YOUR TASKS
a – List every amount in the passage on Lupin that is given in rupees with the prefix "Rs.".
b – Set down, word for word, the part of the passage on Lupin that opens with the words containing "Post the Q4" and closes with "46.52% to 46.69%.".

GIVEN PASSAGE
Lupin, the country’s second largest pharmaceutical company by market cap, is going through a lean patch. The Mumbai-based company, owned by DB Gupta and family, has had a decent run till now with sales and profit clocking a CAGR of 12% and 14%, respectively, over FY13-17.

But a discernible quarter-on-quarter decline of 5.5% in sales and a drop in profitability in the fourth quarter has impacted sentiment. During the fourth quarter, Lupin reported a loss of Rs.168 crore owing to foreign exchange fluctuations. Since the beginning of the current calendar year, the rupee has gained by 5.05% against the greenback. Besides, the US Food and Drug Administration also issued the company with Form 483 in April, citing violation of good manufacturing practices at its Goa and Aurangabad plants.

Post the Q4 results, the stock has fallen by around 7% and, in fact, hit a 52-week low on May 29, at Rs.1,080. Over the past one year, the stock has declined 23% compared with 16% for the Benchmark CNX Pharma index.

The negative sentiment and weakness around the stock seems to have opened a window of opportunity for the promoter to jack up his holding. For the first time in CY17, promoter entity Visiomed Investments acquired 88,000 shares, worth around Rs.10 crore, at an average price of Rs.1,135 a share. Following the acquisition, the entity increased its stake by 0.12 percentage points to 9.78% in Lupin. In FY17, overall promoter holding had marginally increased from 46.52% to 46.69%.

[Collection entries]
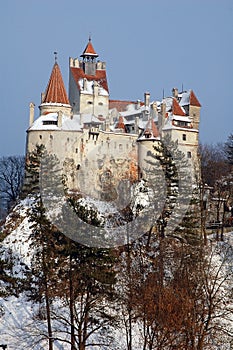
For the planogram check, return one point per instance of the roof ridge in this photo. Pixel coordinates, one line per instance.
(89, 50)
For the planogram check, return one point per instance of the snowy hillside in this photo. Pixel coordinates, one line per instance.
(20, 327)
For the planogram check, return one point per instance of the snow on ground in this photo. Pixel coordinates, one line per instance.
(18, 326)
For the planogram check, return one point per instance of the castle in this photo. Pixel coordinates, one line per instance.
(100, 141)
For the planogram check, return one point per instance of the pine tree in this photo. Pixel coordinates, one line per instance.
(177, 181)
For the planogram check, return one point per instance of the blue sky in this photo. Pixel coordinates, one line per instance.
(148, 45)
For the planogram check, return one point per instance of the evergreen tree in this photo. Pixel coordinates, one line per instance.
(177, 180)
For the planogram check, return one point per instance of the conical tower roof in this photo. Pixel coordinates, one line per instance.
(89, 50)
(55, 91)
(176, 109)
(193, 100)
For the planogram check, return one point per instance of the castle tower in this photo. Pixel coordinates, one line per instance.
(55, 97)
(147, 140)
(88, 87)
(194, 110)
(181, 123)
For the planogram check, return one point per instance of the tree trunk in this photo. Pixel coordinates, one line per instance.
(71, 306)
(47, 304)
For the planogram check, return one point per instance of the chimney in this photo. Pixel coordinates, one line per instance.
(31, 113)
(59, 119)
(136, 125)
(147, 99)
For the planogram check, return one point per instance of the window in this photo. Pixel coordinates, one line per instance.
(49, 122)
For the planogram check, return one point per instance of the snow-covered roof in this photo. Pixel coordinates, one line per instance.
(88, 85)
(182, 118)
(49, 122)
(90, 119)
(184, 98)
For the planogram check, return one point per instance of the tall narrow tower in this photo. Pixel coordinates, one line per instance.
(88, 87)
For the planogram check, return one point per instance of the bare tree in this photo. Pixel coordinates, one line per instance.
(228, 148)
(11, 179)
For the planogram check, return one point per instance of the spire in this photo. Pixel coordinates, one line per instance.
(55, 91)
(193, 100)
(121, 124)
(151, 130)
(89, 51)
(176, 109)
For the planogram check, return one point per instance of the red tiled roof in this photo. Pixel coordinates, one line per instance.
(121, 124)
(193, 100)
(89, 50)
(176, 109)
(153, 128)
(100, 76)
(55, 91)
(121, 106)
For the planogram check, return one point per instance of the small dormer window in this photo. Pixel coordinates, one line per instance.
(49, 122)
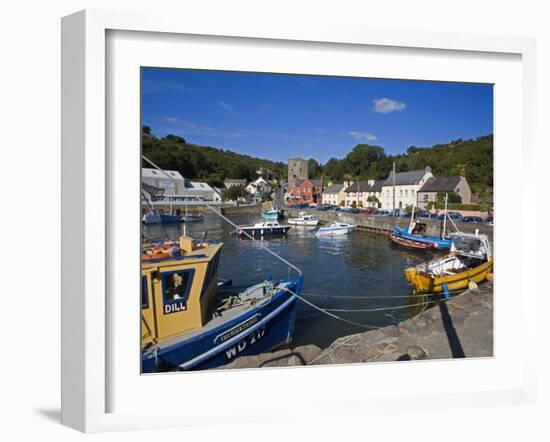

ANSWERS TO THE TASKS
a –
Rs.168 crore
Rs.1,080
Rs.10 crore
Rs.1,135

b –
Post the Q4 results, the stock has fallen by around 7% and, in fact, hit a 52-week low on May 29, at Rs.1,080. Over the past one year, the stock has declined 23% compared with 16% for the Benchmark CNX Pharma index.

The negative sentiment and weakness around the stock seems to have opened a window of opportunity for the promoter to jack up his holding. For the first time in CY17, promoter entity Visiomed Investments acquired 88,000 shares, worth around Rs.10 crore, at an average price of Rs.1,135 a share. Following the acquisition, the entity increased its stake by 0.12 percentage points to 9.78% in Lupin. In FY17, overall promoter holding had marginally increased from 46.52% to 46.69%.